**Aim**
Format every line of the items below as a JSON list of strings, one string per line, leaving out any blank lines.

**Stored records**

>>

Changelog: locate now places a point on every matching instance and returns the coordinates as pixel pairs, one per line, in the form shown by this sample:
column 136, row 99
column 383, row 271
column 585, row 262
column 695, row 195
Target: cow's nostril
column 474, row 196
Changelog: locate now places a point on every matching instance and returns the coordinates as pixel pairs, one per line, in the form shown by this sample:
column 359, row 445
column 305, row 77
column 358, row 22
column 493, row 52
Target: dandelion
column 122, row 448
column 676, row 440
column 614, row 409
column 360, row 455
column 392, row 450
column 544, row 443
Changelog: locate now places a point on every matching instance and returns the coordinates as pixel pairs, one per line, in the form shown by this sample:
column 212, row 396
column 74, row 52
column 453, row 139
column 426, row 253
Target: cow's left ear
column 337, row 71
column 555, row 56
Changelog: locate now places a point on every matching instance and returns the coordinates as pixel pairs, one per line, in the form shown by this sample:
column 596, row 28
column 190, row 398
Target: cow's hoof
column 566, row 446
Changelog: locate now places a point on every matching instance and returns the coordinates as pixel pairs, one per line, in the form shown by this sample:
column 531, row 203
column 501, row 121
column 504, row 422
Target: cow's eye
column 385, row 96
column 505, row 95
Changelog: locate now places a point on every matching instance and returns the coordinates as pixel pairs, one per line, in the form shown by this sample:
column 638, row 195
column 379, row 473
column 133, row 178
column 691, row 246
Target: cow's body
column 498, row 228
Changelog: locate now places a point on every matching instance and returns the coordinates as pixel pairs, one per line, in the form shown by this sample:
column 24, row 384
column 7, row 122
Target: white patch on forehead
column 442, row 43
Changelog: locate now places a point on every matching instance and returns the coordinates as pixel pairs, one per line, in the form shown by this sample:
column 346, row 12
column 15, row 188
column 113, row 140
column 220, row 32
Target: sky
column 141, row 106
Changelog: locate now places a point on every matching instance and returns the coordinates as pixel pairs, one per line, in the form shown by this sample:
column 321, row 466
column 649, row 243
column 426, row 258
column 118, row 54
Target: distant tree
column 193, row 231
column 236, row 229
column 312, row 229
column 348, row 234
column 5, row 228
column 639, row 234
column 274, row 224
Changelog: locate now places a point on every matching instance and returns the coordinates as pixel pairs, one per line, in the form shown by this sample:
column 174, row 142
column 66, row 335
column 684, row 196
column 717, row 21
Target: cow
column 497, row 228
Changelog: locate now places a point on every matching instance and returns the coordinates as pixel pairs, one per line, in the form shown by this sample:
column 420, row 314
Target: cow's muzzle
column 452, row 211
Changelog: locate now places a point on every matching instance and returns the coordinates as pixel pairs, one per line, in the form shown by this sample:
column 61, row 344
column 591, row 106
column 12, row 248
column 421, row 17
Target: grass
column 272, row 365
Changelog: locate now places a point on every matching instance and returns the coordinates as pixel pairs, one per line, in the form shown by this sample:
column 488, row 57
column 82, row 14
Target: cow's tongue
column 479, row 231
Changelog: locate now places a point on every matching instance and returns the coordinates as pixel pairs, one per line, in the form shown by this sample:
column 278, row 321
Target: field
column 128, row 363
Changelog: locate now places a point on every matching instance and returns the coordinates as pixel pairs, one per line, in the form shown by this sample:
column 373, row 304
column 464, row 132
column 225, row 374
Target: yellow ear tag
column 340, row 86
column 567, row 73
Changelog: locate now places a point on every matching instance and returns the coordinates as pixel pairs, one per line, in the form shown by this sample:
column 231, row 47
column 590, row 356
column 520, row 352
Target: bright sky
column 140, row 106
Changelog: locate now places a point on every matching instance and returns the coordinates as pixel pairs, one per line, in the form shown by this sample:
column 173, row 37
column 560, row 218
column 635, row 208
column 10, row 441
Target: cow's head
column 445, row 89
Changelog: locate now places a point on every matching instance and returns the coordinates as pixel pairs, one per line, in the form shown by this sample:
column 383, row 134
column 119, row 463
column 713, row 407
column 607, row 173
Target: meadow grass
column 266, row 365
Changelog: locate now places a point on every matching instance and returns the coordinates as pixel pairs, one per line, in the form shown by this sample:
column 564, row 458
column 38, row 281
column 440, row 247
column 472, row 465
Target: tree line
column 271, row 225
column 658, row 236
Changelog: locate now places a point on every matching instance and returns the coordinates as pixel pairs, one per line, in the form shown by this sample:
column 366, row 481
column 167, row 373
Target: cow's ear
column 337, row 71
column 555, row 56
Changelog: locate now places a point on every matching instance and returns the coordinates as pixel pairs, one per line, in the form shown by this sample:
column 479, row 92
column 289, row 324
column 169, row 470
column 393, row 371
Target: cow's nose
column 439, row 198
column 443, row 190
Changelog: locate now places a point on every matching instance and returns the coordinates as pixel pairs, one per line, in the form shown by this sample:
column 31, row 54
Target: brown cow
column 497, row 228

<<

**Solved problem**
[
  "Changelog: locate now places a point on every matching instance and returns the coordinates as pixel pairs, one per line, in the form shown by this sample:",
  "column 136, row 99",
  "column 383, row 271",
  "column 585, row 262",
  "column 695, row 195",
  "Target: cow's nostril",
  "column 474, row 196",
  "Changelog: locate now places a point on every matching instance and returns the coordinates as pixel pairs, one per line, in the form shown by this sample:",
  "column 359, row 445",
  "column 305, row 77",
  "column 358, row 22",
  "column 493, row 52",
  "Target: dandelion",
  "column 122, row 448",
  "column 676, row 440",
  "column 614, row 409",
  "column 360, row 455",
  "column 392, row 450",
  "column 544, row 443",
  "Changelog: locate now places a point on every matching instance and returns the coordinates as pixel pairs, one per line, in the form shown by this sample:",
  "column 212, row 396",
  "column 74, row 52",
  "column 453, row 139",
  "column 426, row 253",
  "Target: cow's left ear",
  "column 337, row 71",
  "column 555, row 56",
  "Changelog: locate now places a point on every matching instance and returns the coordinates as pixel pairs, one per line, in the form shown by this sample:",
  "column 596, row 28",
  "column 190, row 398",
  "Target: cow's hoof",
  "column 566, row 446",
  "Changelog: locate now places a point on every matching instance and returns the coordinates as pixel pairs, one per line, in the form shown by this sample:",
  "column 531, row 203",
  "column 501, row 121",
  "column 504, row 422",
  "Target: cow's eye",
  "column 385, row 96",
  "column 505, row 95",
  "Changelog: locate now places a point on every matching instance and returns the coordinates as pixel pairs, one per line, in the form shown by this sample:",
  "column 638, row 195",
  "column 379, row 473",
  "column 133, row 178",
  "column 691, row 246",
  "Target: cow's body",
  "column 498, row 228",
  "Changelog: locate now places a point on every matching instance and returns the coordinates as pixel pairs, one per line, in the form shown by this sample:",
  "column 24, row 384",
  "column 7, row 122",
  "Target: white patch on forehead",
  "column 442, row 43",
  "Changelog: locate now places a point on every matching instance and returns the coordinates as pixel pairs, one per line, in the form shown by this sample:",
  "column 346, row 12",
  "column 15, row 188",
  "column 113, row 140",
  "column 220, row 32",
  "Target: sky",
  "column 141, row 106",
  "Changelog: locate now places a point on every matching instance and returns the coordinates as pixel pairs, one per line, in the form shown by this sample:",
  "column 321, row 466",
  "column 649, row 243",
  "column 426, row 258",
  "column 118, row 54",
  "Target: distant tree",
  "column 193, row 231",
  "column 236, row 229",
  "column 312, row 229",
  "column 348, row 234",
  "column 5, row 228",
  "column 639, row 234",
  "column 274, row 224",
  "Changelog: locate now places a point on every matching instance and returns the coordinates as pixel pairs, one per line, in the form shown by this sample:",
  "column 174, row 142",
  "column 66, row 335",
  "column 684, row 196",
  "column 717, row 21",
  "Target: cow",
  "column 497, row 228",
  "Changelog: locate now places a point on every matching instance and returns the coordinates as pixel pairs, one per line, in the form shown by this sample:",
  "column 420, row 314",
  "Target: cow's muzzle",
  "column 452, row 211",
  "Changelog: locate now places a point on every matching instance and returns the coordinates as pixel pairs, one per line, in the form shown by this sample:",
  "column 61, row 344",
  "column 591, row 106",
  "column 12, row 248",
  "column 421, row 17",
  "Target: grass",
  "column 272, row 365",
  "Changelog: locate now places a point on every matching instance and returns the coordinates as pixel pairs, one per line, in the form shown by this sample:",
  "column 488, row 57",
  "column 82, row 14",
  "Target: cow's tongue",
  "column 479, row 231",
  "Changelog: locate now places a point on every matching instance and returns the coordinates as pixel pairs, one per line, in the form shown by this sample:",
  "column 278, row 321",
  "Target: field",
  "column 128, row 363",
  "Changelog: locate now places a point on every matching instance and returns the coordinates as pixel pairs, one per line, in the form shown by this sample:",
  "column 373, row 304",
  "column 464, row 132",
  "column 225, row 374",
  "Target: yellow ear tag",
  "column 340, row 86",
  "column 567, row 73",
  "Changelog: locate now places a point on every matching instance and returns the coordinates as pixel pairs, one per line, in the form shown by this sample:",
  "column 231, row 47",
  "column 590, row 356",
  "column 520, row 352",
  "Target: bright sky",
  "column 140, row 106",
  "Changelog: locate now places a point on every matching instance and returns the coordinates as pixel pairs, one per line, in the form shown by this sample:",
  "column 173, row 37",
  "column 560, row 218",
  "column 635, row 208",
  "column 10, row 441",
  "Target: cow's head",
  "column 445, row 89",
  "Changelog: locate now places a point on every matching instance and returns the coordinates as pixel pairs, one per line, in the form shown by this sample:",
  "column 383, row 134",
  "column 119, row 463",
  "column 713, row 407",
  "column 607, row 173",
  "Target: meadow grass",
  "column 266, row 365",
  "Changelog: locate now places a point on every matching instance and returns the coordinates as pixel pairs, one per line, in the form shown by this sample:",
  "column 564, row 458",
  "column 38, row 281",
  "column 440, row 247",
  "column 472, row 465",
  "Target: tree line",
  "column 271, row 225",
  "column 658, row 236",
  "Changelog: locate now places a point on every matching instance and returns the coordinates as pixel pairs, one per line, in the form shown by this sample:",
  "column 366, row 481",
  "column 167, row 373",
  "Target: cow's ear",
  "column 337, row 71",
  "column 555, row 56",
  "Changelog: locate now places a point on every matching instance and returns the coordinates as pixel pairs, one per line, in the form shown by this sample:",
  "column 479, row 92",
  "column 289, row 324",
  "column 169, row 470",
  "column 393, row 371",
  "Target: cow's nose",
  "column 439, row 198",
  "column 443, row 190",
  "Changelog: locate now places a point on every matching instance and returns the coordinates as pixel pairs, one per line, in the form shown by this sample:",
  "column 31, row 54",
  "Target: brown cow",
  "column 497, row 228"
]